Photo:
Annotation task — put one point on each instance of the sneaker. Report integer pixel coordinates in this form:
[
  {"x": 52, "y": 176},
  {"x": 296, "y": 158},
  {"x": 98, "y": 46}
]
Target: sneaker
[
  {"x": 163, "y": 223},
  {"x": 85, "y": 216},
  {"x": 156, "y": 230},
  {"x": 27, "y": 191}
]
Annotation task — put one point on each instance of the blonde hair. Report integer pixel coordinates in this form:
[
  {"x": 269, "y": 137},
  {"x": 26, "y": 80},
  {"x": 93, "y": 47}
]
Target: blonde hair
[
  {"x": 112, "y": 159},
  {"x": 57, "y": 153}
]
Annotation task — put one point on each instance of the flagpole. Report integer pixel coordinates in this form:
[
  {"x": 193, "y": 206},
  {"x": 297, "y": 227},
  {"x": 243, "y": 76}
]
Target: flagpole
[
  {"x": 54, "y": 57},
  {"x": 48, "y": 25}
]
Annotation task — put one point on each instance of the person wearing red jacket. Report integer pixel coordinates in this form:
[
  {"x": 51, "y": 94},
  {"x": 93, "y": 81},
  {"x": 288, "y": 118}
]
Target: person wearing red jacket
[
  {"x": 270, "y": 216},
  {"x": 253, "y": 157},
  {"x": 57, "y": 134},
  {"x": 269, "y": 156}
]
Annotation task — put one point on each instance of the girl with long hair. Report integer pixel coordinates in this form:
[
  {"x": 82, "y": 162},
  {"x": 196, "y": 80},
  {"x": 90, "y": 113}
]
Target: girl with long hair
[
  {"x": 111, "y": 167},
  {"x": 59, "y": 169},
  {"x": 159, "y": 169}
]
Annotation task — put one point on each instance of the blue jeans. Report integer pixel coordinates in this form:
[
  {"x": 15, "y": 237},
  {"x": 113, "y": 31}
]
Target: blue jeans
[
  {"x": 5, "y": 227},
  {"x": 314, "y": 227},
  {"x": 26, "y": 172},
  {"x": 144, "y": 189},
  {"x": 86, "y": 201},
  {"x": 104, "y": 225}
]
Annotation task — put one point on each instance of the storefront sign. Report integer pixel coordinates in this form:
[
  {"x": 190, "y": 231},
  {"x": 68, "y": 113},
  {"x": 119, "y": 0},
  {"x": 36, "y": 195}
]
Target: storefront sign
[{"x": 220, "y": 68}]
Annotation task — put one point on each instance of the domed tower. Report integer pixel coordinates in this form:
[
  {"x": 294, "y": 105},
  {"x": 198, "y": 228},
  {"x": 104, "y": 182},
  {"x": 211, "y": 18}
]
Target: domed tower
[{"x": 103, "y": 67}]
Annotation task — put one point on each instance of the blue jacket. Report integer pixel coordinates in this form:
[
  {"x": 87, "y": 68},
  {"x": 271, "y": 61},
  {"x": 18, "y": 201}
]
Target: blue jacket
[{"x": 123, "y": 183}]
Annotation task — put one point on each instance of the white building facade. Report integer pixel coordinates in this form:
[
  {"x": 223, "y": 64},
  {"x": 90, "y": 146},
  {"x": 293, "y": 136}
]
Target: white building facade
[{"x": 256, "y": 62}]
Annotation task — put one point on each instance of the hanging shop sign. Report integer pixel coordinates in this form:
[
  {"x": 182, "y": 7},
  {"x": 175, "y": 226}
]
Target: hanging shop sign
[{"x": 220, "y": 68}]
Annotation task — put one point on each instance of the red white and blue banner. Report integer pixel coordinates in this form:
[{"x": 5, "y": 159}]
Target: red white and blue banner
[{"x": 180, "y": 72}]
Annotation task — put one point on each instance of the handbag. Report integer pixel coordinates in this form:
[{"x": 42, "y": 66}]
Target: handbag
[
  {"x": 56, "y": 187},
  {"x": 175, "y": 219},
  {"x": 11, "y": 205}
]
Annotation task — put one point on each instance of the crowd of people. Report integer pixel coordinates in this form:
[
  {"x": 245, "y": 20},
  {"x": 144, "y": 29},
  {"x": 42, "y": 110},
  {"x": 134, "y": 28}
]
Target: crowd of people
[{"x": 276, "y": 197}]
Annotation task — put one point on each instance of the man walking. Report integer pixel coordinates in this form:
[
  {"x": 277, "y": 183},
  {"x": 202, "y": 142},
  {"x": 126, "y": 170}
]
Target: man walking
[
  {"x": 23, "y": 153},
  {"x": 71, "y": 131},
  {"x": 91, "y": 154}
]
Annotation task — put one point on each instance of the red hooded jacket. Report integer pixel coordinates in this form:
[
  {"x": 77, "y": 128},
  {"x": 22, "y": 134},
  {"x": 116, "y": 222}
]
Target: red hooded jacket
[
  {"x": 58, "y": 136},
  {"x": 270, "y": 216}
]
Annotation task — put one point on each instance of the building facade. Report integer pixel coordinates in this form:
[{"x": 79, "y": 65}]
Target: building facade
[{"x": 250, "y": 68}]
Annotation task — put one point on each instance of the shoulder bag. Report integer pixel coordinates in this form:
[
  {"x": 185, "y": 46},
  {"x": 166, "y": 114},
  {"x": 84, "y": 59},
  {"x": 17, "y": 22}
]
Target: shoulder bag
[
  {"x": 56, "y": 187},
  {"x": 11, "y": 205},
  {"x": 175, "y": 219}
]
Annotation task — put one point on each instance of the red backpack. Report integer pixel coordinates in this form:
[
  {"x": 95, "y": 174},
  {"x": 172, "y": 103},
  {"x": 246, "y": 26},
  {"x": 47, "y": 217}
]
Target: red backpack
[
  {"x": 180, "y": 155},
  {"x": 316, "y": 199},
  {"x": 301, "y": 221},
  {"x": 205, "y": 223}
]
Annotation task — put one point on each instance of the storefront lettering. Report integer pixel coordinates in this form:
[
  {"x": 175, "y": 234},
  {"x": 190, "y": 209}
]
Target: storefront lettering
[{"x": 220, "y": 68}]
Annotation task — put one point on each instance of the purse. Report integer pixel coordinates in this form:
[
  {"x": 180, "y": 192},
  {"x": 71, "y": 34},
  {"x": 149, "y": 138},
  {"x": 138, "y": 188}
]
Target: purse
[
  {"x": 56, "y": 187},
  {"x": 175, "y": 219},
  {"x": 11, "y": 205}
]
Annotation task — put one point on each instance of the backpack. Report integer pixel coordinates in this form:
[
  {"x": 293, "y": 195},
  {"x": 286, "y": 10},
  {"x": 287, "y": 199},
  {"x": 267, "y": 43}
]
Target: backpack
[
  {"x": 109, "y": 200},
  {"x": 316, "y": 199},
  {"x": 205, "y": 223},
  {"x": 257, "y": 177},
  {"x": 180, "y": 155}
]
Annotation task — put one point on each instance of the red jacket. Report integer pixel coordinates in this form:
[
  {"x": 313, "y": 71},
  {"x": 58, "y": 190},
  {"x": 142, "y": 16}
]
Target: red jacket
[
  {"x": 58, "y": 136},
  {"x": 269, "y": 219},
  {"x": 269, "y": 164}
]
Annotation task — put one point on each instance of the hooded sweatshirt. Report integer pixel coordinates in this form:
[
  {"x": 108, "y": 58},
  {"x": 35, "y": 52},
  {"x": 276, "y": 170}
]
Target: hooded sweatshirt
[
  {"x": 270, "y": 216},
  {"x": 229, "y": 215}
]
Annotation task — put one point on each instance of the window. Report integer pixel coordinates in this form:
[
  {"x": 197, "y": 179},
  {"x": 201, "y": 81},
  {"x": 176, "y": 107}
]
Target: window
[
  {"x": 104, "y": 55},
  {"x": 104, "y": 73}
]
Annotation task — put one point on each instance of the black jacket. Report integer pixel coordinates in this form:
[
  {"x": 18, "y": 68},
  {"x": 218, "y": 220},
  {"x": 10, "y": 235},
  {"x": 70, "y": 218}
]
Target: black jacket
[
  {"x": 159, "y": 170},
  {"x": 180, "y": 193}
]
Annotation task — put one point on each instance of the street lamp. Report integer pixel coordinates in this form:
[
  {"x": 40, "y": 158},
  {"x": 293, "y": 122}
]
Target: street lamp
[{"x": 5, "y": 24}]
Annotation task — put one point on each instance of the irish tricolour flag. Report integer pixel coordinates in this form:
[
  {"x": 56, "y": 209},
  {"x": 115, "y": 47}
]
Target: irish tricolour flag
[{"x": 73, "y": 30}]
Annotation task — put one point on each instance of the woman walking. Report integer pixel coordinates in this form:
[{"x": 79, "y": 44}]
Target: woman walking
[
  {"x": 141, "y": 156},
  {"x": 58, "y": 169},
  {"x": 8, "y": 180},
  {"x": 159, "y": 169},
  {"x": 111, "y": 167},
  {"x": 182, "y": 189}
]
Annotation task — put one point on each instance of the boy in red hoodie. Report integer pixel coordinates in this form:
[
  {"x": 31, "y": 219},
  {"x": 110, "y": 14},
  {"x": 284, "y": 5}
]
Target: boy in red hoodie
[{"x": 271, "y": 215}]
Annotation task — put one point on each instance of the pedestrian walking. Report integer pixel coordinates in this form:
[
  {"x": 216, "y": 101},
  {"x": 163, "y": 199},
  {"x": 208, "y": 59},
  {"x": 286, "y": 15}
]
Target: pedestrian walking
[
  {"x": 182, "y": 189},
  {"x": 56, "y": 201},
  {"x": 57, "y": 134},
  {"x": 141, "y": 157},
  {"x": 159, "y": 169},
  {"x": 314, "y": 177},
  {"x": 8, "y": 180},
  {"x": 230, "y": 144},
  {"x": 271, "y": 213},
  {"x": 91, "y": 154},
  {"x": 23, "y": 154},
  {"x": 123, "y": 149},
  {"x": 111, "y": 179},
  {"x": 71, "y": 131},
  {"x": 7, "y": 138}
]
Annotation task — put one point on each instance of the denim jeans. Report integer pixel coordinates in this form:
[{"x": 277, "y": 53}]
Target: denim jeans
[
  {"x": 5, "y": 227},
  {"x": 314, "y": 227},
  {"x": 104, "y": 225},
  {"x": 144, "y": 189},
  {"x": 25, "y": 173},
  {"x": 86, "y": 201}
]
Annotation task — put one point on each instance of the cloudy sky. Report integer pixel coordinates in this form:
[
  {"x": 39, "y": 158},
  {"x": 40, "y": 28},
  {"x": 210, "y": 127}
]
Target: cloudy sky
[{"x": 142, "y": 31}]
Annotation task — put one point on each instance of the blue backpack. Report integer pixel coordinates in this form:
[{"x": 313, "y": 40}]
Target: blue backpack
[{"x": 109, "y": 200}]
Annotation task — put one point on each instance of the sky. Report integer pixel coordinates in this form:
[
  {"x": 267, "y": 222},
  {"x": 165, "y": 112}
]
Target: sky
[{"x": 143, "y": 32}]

▶ [SET TASK]:
Turn the lines of the records, from the line containing "the blue backpack." through the end of the records (both ends included), into a numbered list, skipping any blank lines.

▶ [EXERCISE RESPONSE]:
1. Annotation task — put one point on each instance of the blue backpack. Report integer pixel coordinates in this form:
2. [{"x": 313, "y": 40}]
3. Target: blue backpack
4. [{"x": 109, "y": 200}]
5. Annotation task — put one point on each instance of the sky. Report integer pixel coordinates in this form:
6. [
7.   {"x": 267, "y": 222},
8.   {"x": 165, "y": 112}
9. ]
10. Target: sky
11. [{"x": 143, "y": 32}]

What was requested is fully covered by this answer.